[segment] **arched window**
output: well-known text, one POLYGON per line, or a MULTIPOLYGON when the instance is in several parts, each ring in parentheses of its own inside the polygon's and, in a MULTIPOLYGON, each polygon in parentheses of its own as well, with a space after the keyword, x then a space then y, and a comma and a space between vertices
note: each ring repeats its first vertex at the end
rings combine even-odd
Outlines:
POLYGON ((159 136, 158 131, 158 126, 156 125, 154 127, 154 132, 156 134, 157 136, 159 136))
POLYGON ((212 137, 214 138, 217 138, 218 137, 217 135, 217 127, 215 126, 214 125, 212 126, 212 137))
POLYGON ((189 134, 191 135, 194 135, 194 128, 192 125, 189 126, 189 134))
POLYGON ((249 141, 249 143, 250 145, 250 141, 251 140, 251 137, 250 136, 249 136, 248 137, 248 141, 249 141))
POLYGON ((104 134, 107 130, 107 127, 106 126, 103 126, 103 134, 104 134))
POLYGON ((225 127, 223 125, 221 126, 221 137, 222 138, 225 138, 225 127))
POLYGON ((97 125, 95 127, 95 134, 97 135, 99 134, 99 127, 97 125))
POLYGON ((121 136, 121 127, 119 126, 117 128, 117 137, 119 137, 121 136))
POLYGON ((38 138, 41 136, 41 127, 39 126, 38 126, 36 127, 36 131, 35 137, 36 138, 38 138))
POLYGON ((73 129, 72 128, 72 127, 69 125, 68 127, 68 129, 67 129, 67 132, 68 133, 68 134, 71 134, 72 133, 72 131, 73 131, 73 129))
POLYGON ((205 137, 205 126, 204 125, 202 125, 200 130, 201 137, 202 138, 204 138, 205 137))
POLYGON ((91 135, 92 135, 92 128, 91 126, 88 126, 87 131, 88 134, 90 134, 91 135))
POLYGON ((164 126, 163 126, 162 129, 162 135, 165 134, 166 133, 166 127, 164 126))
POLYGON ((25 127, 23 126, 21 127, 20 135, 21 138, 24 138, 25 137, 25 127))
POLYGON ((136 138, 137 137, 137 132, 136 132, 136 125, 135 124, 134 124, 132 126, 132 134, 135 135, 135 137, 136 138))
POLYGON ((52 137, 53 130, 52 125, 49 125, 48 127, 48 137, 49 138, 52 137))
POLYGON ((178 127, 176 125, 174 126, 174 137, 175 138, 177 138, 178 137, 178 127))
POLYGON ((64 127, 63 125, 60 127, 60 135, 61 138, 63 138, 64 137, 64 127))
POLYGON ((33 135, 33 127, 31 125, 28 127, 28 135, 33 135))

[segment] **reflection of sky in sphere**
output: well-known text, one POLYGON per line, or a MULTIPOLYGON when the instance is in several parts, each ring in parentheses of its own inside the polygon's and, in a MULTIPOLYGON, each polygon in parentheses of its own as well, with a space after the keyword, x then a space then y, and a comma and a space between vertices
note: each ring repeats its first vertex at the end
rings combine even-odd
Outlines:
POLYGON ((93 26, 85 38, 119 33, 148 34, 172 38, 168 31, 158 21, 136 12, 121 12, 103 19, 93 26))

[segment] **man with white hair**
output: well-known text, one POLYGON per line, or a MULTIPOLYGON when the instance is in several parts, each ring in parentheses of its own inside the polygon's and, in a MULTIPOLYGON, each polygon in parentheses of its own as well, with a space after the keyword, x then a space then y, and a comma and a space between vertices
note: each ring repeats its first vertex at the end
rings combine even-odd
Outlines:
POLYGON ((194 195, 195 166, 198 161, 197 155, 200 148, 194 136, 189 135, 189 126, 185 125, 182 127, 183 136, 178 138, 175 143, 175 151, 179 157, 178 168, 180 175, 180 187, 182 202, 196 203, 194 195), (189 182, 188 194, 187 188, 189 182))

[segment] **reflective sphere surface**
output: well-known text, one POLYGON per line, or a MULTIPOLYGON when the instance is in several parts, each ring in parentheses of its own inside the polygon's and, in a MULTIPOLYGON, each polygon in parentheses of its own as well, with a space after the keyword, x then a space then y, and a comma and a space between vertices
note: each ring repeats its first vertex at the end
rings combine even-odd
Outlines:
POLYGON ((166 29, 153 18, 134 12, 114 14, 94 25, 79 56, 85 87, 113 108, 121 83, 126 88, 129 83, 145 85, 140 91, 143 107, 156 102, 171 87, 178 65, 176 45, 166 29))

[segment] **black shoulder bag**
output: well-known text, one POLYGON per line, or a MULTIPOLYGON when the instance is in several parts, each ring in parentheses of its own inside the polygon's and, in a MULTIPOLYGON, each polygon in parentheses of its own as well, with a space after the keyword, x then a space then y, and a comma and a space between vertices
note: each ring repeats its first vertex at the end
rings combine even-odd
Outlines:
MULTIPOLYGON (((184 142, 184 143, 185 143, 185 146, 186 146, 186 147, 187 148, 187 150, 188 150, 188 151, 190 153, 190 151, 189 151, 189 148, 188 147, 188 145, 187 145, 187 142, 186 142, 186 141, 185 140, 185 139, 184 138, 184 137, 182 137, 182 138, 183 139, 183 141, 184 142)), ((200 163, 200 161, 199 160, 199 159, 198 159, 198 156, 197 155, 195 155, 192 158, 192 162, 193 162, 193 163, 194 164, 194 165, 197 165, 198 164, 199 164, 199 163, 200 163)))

**Exercise aim:**
Convert every line of the items above into a numbered list, leaving out the blank lines.

**Output of the exercise:**
1. [segment] **arched window**
2. output: well-known text, one POLYGON per line, or a MULTIPOLYGON when the instance is in several parts, each ring in parentheses of its own inside the polygon's and, in a MULTIPOLYGON, each polygon in parentheses of its own as well, with a space after the keyword, x then a space then y, and a comma and a space between vertices
3. note: each ring repeats its first vertex at the end
4. rings combine even-odd
5. Outlines:
6. POLYGON ((159 136, 158 131, 158 126, 156 125, 154 127, 154 132, 156 134, 157 136, 159 136))
7. POLYGON ((212 137, 214 138, 217 138, 218 137, 217 135, 217 127, 215 126, 214 125, 212 126, 212 137))
8. POLYGON ((189 134, 191 135, 194 135, 194 128, 192 125, 189 126, 189 134))
9. POLYGON ((249 141, 249 143, 250 145, 250 141, 251 140, 251 137, 250 136, 249 136, 248 137, 248 141, 249 141))
10. POLYGON ((104 134, 107 130, 107 127, 106 126, 103 126, 103 134, 104 134))
11. POLYGON ((225 127, 223 125, 221 126, 221 137, 222 138, 225 138, 225 127))
12. POLYGON ((97 125, 95 127, 95 134, 97 135, 99 134, 99 127, 97 125))
13. POLYGON ((121 136, 121 127, 119 126, 117 128, 117 137, 119 137, 121 136))
14. POLYGON ((38 138, 41 136, 41 127, 39 126, 38 126, 36 127, 36 131, 35 137, 36 138, 38 138))
15. POLYGON ((73 129, 72 128, 72 127, 69 125, 68 127, 68 129, 67 129, 67 132, 68 133, 68 134, 71 134, 72 133, 72 131, 73 131, 73 129))
16. POLYGON ((205 137, 205 126, 204 125, 202 125, 200 130, 201 137, 202 138, 204 138, 205 137))
17. POLYGON ((91 135, 92 135, 92 128, 91 126, 88 126, 87 131, 88 134, 90 134, 91 135))
18. POLYGON ((164 126, 163 126, 162 129, 162 135, 165 134, 166 133, 166 127, 164 126))
19. POLYGON ((25 127, 23 126, 21 127, 20 135, 21 138, 24 138, 25 137, 25 127))
20. POLYGON ((136 138, 137 137, 137 132, 136 132, 136 125, 135 124, 134 124, 132 126, 132 134, 135 135, 135 137, 136 138))
21. POLYGON ((52 137, 53 130, 52 125, 49 125, 48 127, 48 137, 49 138, 52 137))
22. POLYGON ((178 127, 176 125, 174 126, 174 137, 175 138, 177 138, 178 137, 178 127))
23. POLYGON ((64 127, 63 125, 60 127, 60 135, 61 138, 63 138, 64 137, 64 127))
24. POLYGON ((33 135, 33 127, 31 125, 28 127, 28 135, 33 135))
25. [segment] **reflection of sky in sphere**
26. output: well-known text, one POLYGON per line, or a MULTIPOLYGON when the instance is in several parts, each ring in parentheses of its own inside the polygon's and, in a MULTIPOLYGON, each polygon in parentheses of its own as well, with a space after the keyword, x then a space then y, and a comma and a space between vertices
27. note: each ring repeats its first vertex at the end
28. rings combine even-odd
29. Outlines:
30. POLYGON ((93 26, 85 38, 119 33, 148 34, 172 38, 168 31, 158 21, 136 12, 121 12, 103 19, 93 26))
31. [segment] **man with white hair**
32. output: well-known text, one POLYGON per line, or a MULTIPOLYGON when the instance is in several parts, each ring in parentheses of its own inside the polygon's and, in a MULTIPOLYGON, each polygon in parentheses of its own as well, with a space after the keyword, x then a space then y, and a comma and a space between vertices
33. note: each ring repeats its first vertex at the end
34. rings combine even-odd
35. Outlines:
36. POLYGON ((194 195, 195 166, 198 161, 197 155, 200 148, 194 136, 189 135, 189 126, 185 125, 182 127, 183 136, 178 138, 175 143, 175 151, 179 157, 178 168, 180 175, 180 187, 182 202, 196 203, 194 195), (189 182, 188 194, 187 188, 189 182))
37. [segment] **reflective sphere surface**
38. output: well-known text, one POLYGON per line, or a MULTIPOLYGON when the instance is in several parts, each ring in parentheses of its own inside the polygon's and, in a MULTIPOLYGON, each polygon in parentheses of its own as well, with a space after the keyword, x then a space then y, and a comma and a space between vertices
39. note: each ring repeats its first vertex at the end
40. rings combine even-odd
41. Outlines:
42. POLYGON ((166 29, 153 18, 134 12, 114 14, 94 25, 79 56, 85 87, 113 108, 121 83, 126 88, 129 83, 145 85, 140 91, 143 107, 156 102, 171 87, 178 65, 176 45, 166 29))
43. [segment] **black shoulder bag**
44. output: well-known text, one POLYGON per line, or a MULTIPOLYGON when the instance is in several parts, each ring in parentheses of its own inside the polygon's and, in a MULTIPOLYGON, each polygon in parentheses of its own as well, with a space after the keyword, x then a space then y, and a comma and a space between vertices
45. note: each ring repeats its first vertex at the end
46. rings combine even-odd
47. Outlines:
48. MULTIPOLYGON (((184 142, 184 143, 185 143, 185 146, 186 146, 186 147, 187 148, 187 150, 188 150, 188 151, 190 153, 190 151, 189 151, 189 148, 188 147, 188 145, 187 145, 187 142, 186 142, 186 141, 185 140, 185 139, 184 138, 184 137, 182 137, 182 138, 183 139, 183 141, 184 142)), ((200 163, 200 161, 199 160, 199 159, 198 159, 198 156, 197 155, 195 155, 192 158, 192 162, 193 162, 193 163, 194 164, 194 165, 197 165, 198 164, 199 164, 199 163, 200 163)))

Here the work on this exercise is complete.